▶ [Complete the following]:
1 – In the qtip-parse memory thread, how much system memory did qtip-parse use before it was killed?
2 – Copy the qtip-parse memory thread from "I think I have" up to and including "through to qtip-parse.", and switch "maximum" to "largest".

▶ [Page excerpt]:
========================================================================
Closed johanneskoester closed 6 years ago
I'm quite sure it is a memory leak. Memory usage is growing monotonically.
I take that back. I have tested qtip-parse with valgrind. There is no memory leak:
==11741==
==11741== HEAP SUMMARY:
==11741== in use at exit: 0 bytes in 0 blocks
==11741== total heap usage: 252 allocs, 252 frees, 185,753 bytes allocated
==11741==
==11741== All heap blocks were freed -- no leaks are possible
==11741==
==11741== For counts of detected and suppressed errors, rerun with: -v
==11741== ERROR SUMMARY: 0 errors from 0 contexts (suppressed: 0 from 0)
Maybe it has just been something temporal on my server. I will close this for now.
Ok, I had a closer look. According to valgrind, there are no memleaks. However, qtip-parse is clearly killed because it uses the entire system memory (250GB!!):
[62697.863753] Out of memory: Kill process 27262 (qtip-parse) score 981 or sacrifice child
[62697.863798] Killed process 27262 (qtip-parse) total-vm:267307312kB, anon-rss:258564188kB, file-rss:0kB, shmem-rss:0kB
This is quite urgent for me, and I am happy to fix the code if you could give me a pointer to where that much memory is used in qtip-parse.
I think the template vectors are the problem. With huge bam files, these are a lot. @BenLangmead I see two solutions:
Seems like this can be already controlled with --input-model-size? I will try this out.
This is very odd. qtip-parse
was designed to avoid having any large in-memory data structures. While it's true that the number of tandem reads has to grow with the input size, that should only result in increased disk footprint, not memory footprint (and even that increase is sublinear in # of input reads). All the containers in qtip-parse
, the input-model reservoir samplers being the most significant, have hard ceilings set to low values by default. I've done many many tests and not seen this behavior. I'll let you know if I think of anything, but any details about which data structures are responsible would be helpful. E.g. using a debugger to catch memory allocation failures is one quick thing to try.
I think I have discovered the problem. The problem is the parameter input_model_size
.
input_model_size
remains at the maximum (far too large) size if the argument is not set at the command line. qtip
should always set input-model-size
when invoking qtip-parse
. If you're running qtip-parse
directly, then that's the problem. It's only designed to be run directly by qtip
.
No, I did not run it directly. As I have outlined above, it seems like the argument is not passed through to qtip-parse.
Could you send the full output also using --verbose
when calling qtip
?
It looks like qtip
is failing to pass the "passthrough args" to the utility programs, which might speak to a failure in _get_passthrough_args
Here comes the entire log. No --verbose though, because I cannot computationally afford to rerun this again. simulated.tumor.hg18.log
Ah. The message(s) I was hoping to see (or not see) are printed only when DEBUG level logging is enabled via --verbose
: https://github.com/BenLangmead/qtip/blob/master/qtip#L363. I will make a note to try to reproduce this locally, but might not be till semester/teaching finishes in a couple weeks. If you ever have a chance to do a less expensive run (maybe on subset of data), then please try with --verbose
and send.
========================================================================
▶ [Data excerpts]:
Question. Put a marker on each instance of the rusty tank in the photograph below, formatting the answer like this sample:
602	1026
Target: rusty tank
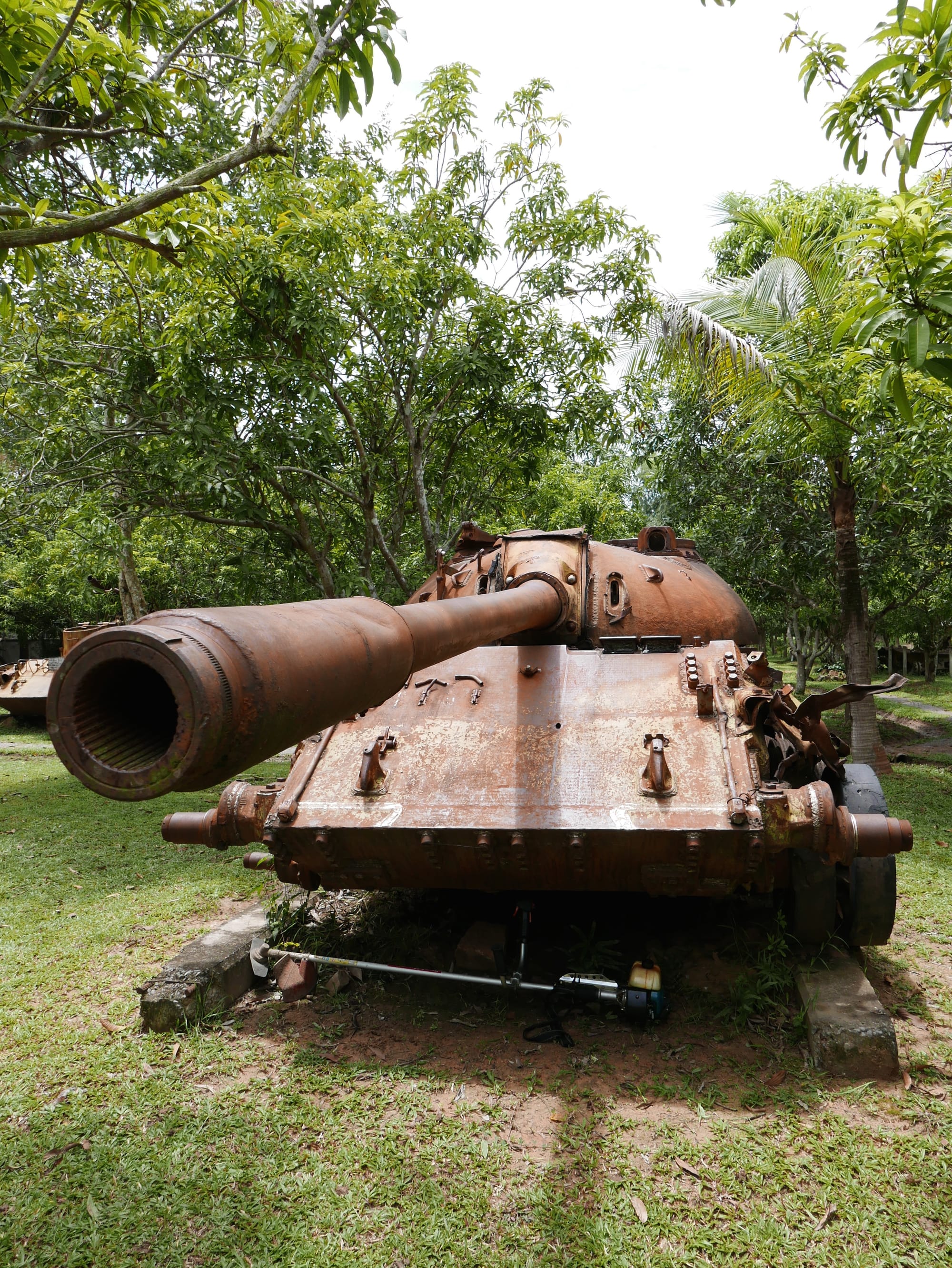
545	713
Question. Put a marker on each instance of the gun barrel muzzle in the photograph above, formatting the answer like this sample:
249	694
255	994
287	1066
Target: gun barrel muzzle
187	699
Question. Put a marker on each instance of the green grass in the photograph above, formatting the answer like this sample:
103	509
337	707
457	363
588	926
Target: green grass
297	1160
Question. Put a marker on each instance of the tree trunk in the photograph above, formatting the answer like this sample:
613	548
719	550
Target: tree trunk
798	652
417	473
866	742
133	601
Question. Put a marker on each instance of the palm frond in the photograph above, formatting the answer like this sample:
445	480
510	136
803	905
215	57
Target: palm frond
687	331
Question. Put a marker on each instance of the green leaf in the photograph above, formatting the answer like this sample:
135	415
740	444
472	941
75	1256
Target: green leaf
367	73
9	62
940	368
396	73
865	334
80	90
885	383
901	397
921	130
918	339
884	64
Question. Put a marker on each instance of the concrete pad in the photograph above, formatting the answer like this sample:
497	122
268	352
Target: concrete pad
850	1031
296	978
206	977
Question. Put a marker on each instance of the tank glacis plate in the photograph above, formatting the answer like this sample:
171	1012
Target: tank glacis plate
551	751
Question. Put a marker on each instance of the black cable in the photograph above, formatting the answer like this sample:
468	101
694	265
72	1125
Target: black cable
552	1031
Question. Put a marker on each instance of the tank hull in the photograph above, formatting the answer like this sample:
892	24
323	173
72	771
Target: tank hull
553	758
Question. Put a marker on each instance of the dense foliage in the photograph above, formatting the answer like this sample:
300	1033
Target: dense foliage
301	377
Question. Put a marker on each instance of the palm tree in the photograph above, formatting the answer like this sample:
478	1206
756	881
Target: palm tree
769	350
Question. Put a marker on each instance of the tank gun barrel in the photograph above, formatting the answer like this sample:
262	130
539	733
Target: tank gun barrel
182	700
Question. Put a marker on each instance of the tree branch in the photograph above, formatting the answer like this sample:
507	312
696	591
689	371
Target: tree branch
261	144
47	61
199	26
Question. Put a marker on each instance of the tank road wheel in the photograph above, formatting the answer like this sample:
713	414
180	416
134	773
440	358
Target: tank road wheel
813	898
869	888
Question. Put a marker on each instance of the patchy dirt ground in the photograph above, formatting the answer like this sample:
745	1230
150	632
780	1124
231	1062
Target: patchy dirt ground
734	1040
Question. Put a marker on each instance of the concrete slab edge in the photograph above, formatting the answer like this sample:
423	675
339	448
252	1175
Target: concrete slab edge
206	977
848	1030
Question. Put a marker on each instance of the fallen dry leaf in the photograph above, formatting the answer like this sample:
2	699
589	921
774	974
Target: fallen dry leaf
56	1154
830	1214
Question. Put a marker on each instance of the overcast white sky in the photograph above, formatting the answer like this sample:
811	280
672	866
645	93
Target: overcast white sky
670	103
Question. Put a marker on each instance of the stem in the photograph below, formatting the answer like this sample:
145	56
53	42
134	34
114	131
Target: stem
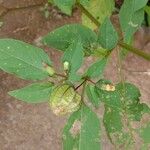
134	50
80	84
121	44
60	75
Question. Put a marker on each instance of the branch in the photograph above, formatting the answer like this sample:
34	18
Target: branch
121	44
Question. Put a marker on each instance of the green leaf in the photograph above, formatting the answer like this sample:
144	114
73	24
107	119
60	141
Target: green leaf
96	69
82	131
64	99
65	5
130	92
100	9
112	120
131	17
135	112
34	93
62	37
92	95
114	126
74	55
144	133
23	60
107	36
========================================================================
▶ [Responses for each task]:
1 – It used the entire system memory, 250GB.

2 –
I think I have discovered the problem. The problem is the parameter input_model_size
.
input_model_size
remains at the largest (far too large) size if the argument is not set at the command line. qtip
should always set input-model-size
when invoking qtip-parse
. If you're running qtip-parse
directly, then that's the problem. It's only designed to be run directly by qtip
.
No, I did not run it directly. As I have outlined above, it seems like the argument is not passed through to qtip-parse.